(Goal of the exercise) From the records below, reproduce verbatim the lines from the one containing "In this picture, where can the blonde" through the one containing "point(374, 264)", including both of these lines and nothing else.

[Coordinate annotation entries]
"""
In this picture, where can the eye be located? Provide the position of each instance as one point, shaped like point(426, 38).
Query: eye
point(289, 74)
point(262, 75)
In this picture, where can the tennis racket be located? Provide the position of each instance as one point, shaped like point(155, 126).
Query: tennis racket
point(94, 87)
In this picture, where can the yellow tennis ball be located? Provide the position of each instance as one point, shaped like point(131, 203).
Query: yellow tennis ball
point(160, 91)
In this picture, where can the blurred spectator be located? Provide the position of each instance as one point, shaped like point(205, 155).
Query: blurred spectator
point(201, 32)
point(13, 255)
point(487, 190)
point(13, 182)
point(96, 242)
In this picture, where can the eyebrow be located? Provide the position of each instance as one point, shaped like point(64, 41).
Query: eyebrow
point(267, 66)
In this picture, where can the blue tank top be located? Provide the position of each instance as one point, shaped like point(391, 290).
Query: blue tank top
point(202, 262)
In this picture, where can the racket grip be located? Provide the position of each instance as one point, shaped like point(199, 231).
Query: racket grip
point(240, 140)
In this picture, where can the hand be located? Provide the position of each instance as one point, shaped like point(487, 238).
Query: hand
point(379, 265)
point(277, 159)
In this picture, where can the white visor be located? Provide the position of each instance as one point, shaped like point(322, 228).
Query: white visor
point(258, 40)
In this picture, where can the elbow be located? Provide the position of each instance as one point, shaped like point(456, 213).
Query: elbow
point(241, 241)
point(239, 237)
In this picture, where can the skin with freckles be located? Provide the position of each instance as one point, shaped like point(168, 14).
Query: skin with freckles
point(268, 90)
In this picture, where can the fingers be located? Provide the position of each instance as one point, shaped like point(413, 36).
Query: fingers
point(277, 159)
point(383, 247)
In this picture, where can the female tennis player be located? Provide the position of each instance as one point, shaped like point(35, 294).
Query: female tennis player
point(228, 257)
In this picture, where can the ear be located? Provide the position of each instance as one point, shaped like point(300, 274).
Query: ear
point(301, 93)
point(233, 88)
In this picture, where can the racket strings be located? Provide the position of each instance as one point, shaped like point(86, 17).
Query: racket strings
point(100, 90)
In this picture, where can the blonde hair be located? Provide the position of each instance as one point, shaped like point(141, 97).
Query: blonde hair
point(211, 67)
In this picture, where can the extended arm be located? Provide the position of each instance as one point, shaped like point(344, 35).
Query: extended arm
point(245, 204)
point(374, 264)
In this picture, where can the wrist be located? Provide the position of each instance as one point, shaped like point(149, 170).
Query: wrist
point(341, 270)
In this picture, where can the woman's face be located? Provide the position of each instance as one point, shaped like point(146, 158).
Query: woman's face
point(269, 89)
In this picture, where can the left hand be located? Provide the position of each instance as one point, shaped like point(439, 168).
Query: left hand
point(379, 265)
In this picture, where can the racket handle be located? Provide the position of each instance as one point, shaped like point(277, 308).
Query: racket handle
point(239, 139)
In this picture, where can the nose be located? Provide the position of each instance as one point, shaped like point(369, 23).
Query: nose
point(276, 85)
"""
(Answer to the exercise)
In this picture, where can the blonde hair be located? Provide the position of each instance as one point, shaped like point(141, 97).
Query: blonde hair
point(211, 67)
In this picture, where can the extended arm be located? Provide the position of each instance as one point, shaped like point(344, 35).
Query: extended arm
point(245, 204)
point(374, 264)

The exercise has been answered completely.